◆ PROBLEM TO WORK ON ◆
Leave the images behind and copy every record exactly.

*** DATA TO USE Section Begins ***

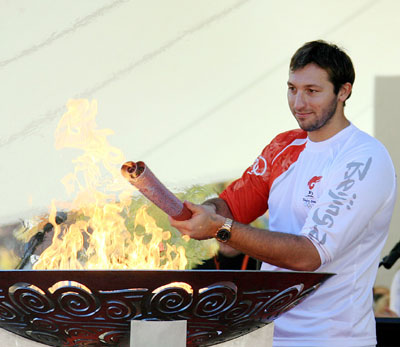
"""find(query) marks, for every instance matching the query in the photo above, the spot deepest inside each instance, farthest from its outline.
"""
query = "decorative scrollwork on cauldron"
(80, 308)
(215, 299)
(77, 301)
(169, 300)
(30, 298)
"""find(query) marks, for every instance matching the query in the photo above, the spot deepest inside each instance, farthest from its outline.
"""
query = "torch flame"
(99, 238)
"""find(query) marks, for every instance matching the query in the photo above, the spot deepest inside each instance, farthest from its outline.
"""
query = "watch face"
(223, 235)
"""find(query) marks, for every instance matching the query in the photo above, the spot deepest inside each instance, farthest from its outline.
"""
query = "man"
(330, 190)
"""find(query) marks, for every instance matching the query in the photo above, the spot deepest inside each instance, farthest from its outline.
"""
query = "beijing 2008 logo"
(259, 167)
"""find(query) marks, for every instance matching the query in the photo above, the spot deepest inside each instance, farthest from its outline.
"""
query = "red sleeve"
(247, 197)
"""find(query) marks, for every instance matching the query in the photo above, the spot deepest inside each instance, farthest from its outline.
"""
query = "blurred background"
(194, 88)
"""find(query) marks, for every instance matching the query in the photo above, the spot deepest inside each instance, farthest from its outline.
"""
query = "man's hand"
(203, 224)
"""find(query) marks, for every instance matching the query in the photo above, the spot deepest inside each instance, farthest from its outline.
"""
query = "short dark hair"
(329, 57)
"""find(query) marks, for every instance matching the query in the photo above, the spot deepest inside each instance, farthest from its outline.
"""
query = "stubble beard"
(327, 115)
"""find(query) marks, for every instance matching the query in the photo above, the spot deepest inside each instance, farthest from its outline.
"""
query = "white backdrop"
(193, 88)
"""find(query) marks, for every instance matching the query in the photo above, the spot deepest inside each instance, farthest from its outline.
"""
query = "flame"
(99, 238)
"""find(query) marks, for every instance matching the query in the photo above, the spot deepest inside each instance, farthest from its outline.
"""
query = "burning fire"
(98, 237)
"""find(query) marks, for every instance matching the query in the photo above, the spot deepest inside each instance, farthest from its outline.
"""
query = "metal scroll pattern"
(70, 314)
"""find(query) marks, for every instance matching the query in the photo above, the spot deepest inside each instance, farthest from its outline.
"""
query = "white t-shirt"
(339, 193)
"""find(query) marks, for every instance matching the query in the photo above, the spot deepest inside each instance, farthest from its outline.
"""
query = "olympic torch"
(140, 176)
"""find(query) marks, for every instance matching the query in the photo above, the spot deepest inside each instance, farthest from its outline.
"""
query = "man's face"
(311, 97)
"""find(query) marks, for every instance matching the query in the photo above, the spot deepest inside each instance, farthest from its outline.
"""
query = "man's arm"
(222, 208)
(279, 249)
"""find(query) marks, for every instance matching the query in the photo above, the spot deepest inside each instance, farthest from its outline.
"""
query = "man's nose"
(299, 101)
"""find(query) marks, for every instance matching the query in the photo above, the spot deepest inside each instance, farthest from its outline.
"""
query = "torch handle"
(139, 175)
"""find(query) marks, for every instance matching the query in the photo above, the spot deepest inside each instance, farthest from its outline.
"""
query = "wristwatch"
(224, 233)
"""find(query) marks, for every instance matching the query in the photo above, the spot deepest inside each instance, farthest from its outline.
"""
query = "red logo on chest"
(313, 181)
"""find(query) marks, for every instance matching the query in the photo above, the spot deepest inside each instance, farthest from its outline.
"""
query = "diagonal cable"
(56, 36)
(42, 119)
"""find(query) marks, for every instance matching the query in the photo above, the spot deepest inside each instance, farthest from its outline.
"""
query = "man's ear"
(345, 91)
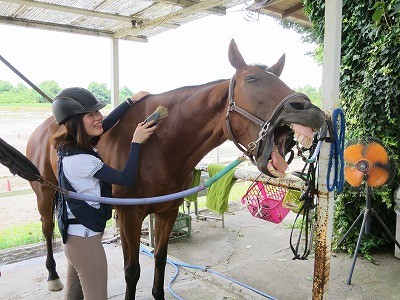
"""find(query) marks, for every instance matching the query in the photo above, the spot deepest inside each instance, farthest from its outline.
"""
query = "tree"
(312, 93)
(101, 91)
(124, 93)
(370, 98)
(5, 86)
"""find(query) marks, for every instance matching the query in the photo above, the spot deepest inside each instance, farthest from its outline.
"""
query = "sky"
(195, 53)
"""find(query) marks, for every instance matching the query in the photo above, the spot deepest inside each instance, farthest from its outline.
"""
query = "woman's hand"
(143, 132)
(139, 96)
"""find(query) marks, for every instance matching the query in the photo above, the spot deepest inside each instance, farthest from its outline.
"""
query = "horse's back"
(39, 149)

*** DATA TO USE Section Ends ***

◆ EXERCISE OUTPUT ◆
"""find(query) marks, for every instance matching the query in the photo above, the spot deepest inside each instance, farthest from its outline.
"""
query = "decorative scrollwork on cauldron"
(80, 308)
(215, 299)
(77, 301)
(169, 300)
(30, 298)
"""find(query) marks, for every instance matching the query in the photo above, the spot deepest inside each instance, farthest from its outline.
"""
query = "torch flame"
(99, 238)
"""find(query) marks, for every instance matching the query in the photo above, the spot deepest inside each instance, farthest from its outline.
"""
query = "watch face"
(223, 235)
"""find(query) marks, for every instance matching the query in the photo above, the spot deepest inside each instance, farthest from its outline.
"""
query = "man"
(330, 190)
"""find(query) marks, for every instance matching the query in the photo above, the spot deepest inside each instance, farthest from its outline.
"""
query = "beijing 2008 logo"
(259, 167)
"""find(query) marks, for every instance matching the query in the photo above, the spot deepest inside each instance, farthest from its outline.
"""
query = "red sleeve"
(247, 197)
"""find(query) marks, for every instance matching the query in the photo above, the spot deepest inside each instance, farthest from its outline.
"""
query = "blurred background"
(194, 88)
"""find(query) marks, for every instance matching the query in the photo above, the spot deepest inside each instance, farthest from its outline.
"""
query = "man's hand"
(203, 224)
"""find(query) marks, for every instance matching the query in the photo above, the spot deepest inside each instance, farthest from its outline.
"""
query = "short dark hair"
(329, 57)
"""find(query) marks, for every instance matching the query in the photo above, the spot deepest inside each instance, farthest from its outline.
"""
query = "stubble beard"
(327, 115)
"""find(query) marks, for every instance matching the query in the photo above, the spot deepest inside each instance, farthest from its outline.
"""
query = "white backdrop"
(193, 88)
"""find(query) marks, for every instance matching the query in the photo above, the spot deepest inside each instance, farthest from its outline.
"""
query = "flame"
(99, 238)
"""find(query) marks, for every instance matching the query in the photo above, the spot deepest inside each instance, farthest from its outline.
"""
query = "burning fire"
(98, 237)
"""find(query) marks, for every instance matching the query in the photo above, the spot deepest inside each instance, farthest from its outline.
"""
query = "metal scroll pattern"
(70, 314)
"""find(query) marks, for every instance matching the query in the photo above, the spot deepest inside each instance, farthest from its outline.
"""
query = "white t-shirt"
(339, 193)
"""find(query) marks, for every instance matching the query in the photo above, the spot deepest inside each instance, farthest from its outline.
"""
query = "olympic torch"
(140, 176)
"""find(query) marks, for every instance matching the query in the photo above, the spot deepest inside each instance, farthest from its outline.
"""
query = "man's face"
(311, 97)
"""find(query) marks, for every instance matching the query in the photo above, the spot deepest inside each instance, farthest from its outline.
"""
query = "man's arm"
(222, 208)
(279, 249)
"""find(query) marks, for every instance matching the query in the photo above, the spot deepest inside each instance, farthest from its outline.
"""
query = "man's nose"
(299, 101)
"""find(query) marks, for every instance matching the query in the photo above, the spot deepest inside each instance, farthest from its outline.
"""
query = "torch handle"
(139, 175)
"""find(query) marks, for every instance matching the query in the photo above, the spot deepest inside each instance, farthest from its outline.
"""
query = "wristwatch"
(224, 233)
"""find(query) marks, for every instance matching the query in the photo above, the spot deepest inside each instance, farthest from its outline.
"""
query = "red logo on chest"
(313, 181)
"""find(query) marks, for every instance matching the query in the photo above, the spot deepest inside each instance, farthest from its outline.
"""
query = "diagonal cable"
(56, 36)
(42, 119)
"""find(query) marks, for every instance matching the query in the photo above, the spot deepest inside each instance, farthest from its outline.
"""
query = "man's ear"
(345, 91)
"""find(query) marks, for every instance matching the query in the photo above, the spot deepest inside each instance, farthest from its outline.
"""
query = "tree"
(312, 93)
(101, 91)
(124, 93)
(370, 98)
(5, 86)
"""find(query) marks, for every instance matching the query in the photo above, the spot deepest inside each instance, farthest from its outline.
"""
query = "sky"
(195, 53)
"""find(query) marks, for every instance matching the query in the photo above, the spot deepest inside each instance, farthest from its outline.
"""
query = "woman's hand"
(143, 132)
(139, 96)
"""find(query) marks, for every instance matching the query in the photo above, the spot deepest inside each instance, farthest from its outline.
"""
query = "horse's back"
(39, 149)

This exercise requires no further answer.